▸ DATA FOR THIS TASK:
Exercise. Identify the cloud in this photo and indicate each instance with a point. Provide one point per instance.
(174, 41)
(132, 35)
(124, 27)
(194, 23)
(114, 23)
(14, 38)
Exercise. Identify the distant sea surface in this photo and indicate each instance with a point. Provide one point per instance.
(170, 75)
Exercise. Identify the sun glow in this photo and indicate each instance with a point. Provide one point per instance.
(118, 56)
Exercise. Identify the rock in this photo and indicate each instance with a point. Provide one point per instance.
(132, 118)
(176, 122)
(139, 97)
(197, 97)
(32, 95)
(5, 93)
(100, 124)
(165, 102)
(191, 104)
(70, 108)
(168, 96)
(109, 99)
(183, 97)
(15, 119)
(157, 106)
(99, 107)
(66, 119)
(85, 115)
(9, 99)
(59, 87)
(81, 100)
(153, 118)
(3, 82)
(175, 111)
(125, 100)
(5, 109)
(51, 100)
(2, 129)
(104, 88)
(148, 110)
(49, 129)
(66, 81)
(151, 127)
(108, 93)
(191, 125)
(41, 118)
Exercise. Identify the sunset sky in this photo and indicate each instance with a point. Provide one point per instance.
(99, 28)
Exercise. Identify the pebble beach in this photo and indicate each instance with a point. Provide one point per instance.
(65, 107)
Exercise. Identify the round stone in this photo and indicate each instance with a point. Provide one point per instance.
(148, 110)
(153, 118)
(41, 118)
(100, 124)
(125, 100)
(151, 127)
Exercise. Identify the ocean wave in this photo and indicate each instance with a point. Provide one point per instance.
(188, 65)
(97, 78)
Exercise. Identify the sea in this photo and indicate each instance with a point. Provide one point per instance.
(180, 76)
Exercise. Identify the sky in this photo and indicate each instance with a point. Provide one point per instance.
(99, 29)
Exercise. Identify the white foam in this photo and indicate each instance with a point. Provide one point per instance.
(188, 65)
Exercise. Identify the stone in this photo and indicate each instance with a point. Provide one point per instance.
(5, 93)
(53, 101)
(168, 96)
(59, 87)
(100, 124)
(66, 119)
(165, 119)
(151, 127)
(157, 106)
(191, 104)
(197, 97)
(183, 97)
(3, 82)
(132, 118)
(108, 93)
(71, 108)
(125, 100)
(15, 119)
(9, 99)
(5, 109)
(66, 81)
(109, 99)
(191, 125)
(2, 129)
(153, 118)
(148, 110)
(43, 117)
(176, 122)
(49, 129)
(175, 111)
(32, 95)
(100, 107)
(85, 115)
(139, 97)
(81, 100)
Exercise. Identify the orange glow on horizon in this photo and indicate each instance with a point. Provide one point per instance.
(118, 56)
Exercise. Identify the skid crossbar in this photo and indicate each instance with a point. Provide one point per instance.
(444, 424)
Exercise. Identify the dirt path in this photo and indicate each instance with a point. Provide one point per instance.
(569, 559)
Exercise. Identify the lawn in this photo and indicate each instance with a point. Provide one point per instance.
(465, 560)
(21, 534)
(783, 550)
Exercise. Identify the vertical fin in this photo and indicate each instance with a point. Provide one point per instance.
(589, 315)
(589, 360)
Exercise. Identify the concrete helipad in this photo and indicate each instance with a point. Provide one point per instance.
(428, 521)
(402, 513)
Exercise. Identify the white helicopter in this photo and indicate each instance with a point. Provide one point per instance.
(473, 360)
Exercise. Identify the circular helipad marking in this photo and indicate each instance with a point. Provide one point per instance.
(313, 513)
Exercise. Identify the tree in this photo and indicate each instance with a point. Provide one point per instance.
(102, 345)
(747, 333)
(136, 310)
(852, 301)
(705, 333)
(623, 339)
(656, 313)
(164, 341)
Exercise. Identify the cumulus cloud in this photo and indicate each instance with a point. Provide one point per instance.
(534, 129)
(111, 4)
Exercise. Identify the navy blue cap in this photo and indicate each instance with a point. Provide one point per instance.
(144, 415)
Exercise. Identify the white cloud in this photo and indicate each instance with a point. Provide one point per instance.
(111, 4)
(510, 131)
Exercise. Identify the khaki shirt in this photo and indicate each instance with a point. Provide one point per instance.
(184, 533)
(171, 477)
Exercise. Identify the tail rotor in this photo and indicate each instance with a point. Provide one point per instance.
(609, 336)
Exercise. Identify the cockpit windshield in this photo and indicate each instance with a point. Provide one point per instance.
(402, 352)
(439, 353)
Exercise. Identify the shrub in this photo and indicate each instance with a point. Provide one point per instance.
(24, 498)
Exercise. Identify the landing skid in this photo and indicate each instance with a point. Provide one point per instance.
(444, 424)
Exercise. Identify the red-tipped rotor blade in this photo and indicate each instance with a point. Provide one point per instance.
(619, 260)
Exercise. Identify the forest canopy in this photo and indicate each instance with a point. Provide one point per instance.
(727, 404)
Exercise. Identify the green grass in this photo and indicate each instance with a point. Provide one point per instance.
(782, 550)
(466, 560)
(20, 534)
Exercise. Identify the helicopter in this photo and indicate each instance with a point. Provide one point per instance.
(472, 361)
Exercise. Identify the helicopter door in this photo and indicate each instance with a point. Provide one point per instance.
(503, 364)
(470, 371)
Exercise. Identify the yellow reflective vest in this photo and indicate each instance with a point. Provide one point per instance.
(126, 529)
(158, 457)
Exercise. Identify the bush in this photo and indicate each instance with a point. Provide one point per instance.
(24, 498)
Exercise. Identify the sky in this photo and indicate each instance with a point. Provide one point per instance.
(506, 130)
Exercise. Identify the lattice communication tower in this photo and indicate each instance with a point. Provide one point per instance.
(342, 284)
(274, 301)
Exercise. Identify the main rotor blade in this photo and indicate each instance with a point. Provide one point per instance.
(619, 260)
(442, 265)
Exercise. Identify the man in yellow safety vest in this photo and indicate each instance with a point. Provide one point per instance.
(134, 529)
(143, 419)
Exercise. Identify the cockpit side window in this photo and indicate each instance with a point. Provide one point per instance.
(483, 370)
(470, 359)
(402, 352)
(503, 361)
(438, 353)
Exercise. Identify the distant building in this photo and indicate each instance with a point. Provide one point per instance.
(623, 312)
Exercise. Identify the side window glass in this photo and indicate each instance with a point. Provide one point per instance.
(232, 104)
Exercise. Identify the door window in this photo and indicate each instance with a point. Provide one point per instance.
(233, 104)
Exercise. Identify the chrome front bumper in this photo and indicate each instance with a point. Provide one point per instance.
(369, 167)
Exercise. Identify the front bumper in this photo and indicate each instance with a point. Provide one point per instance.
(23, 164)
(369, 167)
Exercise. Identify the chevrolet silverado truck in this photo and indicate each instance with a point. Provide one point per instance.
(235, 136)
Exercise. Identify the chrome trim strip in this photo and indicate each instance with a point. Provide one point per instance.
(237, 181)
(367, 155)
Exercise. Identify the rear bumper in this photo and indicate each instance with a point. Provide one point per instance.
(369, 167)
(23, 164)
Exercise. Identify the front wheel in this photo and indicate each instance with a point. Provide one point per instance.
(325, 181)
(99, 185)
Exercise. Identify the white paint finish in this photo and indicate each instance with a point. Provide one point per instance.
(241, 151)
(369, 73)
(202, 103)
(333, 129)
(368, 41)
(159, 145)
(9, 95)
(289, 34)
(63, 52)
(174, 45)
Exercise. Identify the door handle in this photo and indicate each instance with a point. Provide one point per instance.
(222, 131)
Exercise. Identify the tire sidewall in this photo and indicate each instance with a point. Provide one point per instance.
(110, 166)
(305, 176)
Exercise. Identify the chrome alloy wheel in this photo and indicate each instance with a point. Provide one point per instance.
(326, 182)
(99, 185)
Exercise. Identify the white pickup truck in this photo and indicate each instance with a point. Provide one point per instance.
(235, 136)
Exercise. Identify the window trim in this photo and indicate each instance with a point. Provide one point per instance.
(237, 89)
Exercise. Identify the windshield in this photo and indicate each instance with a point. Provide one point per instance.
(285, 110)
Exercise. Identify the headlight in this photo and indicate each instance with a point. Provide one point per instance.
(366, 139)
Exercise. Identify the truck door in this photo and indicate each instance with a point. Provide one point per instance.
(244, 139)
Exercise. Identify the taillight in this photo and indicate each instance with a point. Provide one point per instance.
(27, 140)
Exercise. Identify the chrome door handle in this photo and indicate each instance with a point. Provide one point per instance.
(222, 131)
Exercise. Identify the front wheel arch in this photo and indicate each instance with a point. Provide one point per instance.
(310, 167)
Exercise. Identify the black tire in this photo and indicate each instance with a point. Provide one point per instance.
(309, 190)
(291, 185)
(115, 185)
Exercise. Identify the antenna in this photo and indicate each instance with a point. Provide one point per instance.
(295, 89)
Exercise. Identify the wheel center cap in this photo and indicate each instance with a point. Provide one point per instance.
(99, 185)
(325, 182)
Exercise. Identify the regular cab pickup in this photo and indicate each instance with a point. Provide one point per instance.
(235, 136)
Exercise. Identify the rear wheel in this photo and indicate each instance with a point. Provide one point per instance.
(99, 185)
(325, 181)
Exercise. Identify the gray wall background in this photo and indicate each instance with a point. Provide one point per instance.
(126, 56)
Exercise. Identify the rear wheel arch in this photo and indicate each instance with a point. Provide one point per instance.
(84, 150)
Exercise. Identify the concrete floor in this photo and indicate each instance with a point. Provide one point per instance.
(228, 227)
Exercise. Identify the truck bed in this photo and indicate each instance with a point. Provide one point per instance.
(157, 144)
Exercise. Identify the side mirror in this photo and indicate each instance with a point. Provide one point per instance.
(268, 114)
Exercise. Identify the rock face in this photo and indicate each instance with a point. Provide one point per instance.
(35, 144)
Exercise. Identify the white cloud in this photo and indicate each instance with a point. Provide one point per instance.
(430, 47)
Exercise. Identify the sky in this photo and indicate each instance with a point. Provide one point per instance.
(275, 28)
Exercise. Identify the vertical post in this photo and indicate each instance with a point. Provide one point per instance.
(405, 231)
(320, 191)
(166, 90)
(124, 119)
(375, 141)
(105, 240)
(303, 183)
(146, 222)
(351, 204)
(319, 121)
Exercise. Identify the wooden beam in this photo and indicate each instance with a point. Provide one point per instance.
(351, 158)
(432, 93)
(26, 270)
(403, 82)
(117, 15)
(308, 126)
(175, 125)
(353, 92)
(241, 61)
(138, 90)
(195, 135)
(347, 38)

▸ WHAT TO PRODUCE: Output the lines from the line containing "Exercise. Identify the rear wheel arch" to the end, both included; add nothing.

▸ COMPLETED TASK:
Exercise. Identify the rear wheel arch in this photo and indicate each instance with a point. Provide one point per instance.
(84, 150)
Exercise. Identify the concrete floor in this photo and indicate each instance with a point. Provide one point per instance.
(228, 227)
Exercise. Identify the truck bed in this photo and indicate each instance with a point. Provide one point per instance.
(157, 144)
Exercise. Identify the side mirror in this photo and indicate each instance with a point. Provide one point per instance.
(268, 114)
Exercise. Identify the rock face in this photo and indicate each instance with a point. Provide one point per instance.
(35, 144)
Exercise. Identify the white cloud in this photo and indicate each instance with a point. Provide one point per instance.
(430, 47)
Exercise. Identify the sky in this photo and indicate each instance with a point. Provide one point per instance.
(275, 28)
Exercise. Identify the vertical post in this photo and indicate each instance with a point. Provide one point per instance.
(405, 231)
(320, 191)
(166, 90)
(124, 119)
(375, 141)
(105, 240)
(303, 183)
(146, 222)
(351, 204)
(319, 121)
Exercise. Identify the wooden beam in this photo and indicate each instance with a point. Provide one point per instance.
(351, 158)
(432, 93)
(26, 270)
(403, 82)
(117, 15)
(308, 126)
(175, 125)
(353, 92)
(241, 61)
(138, 90)
(195, 135)
(347, 38)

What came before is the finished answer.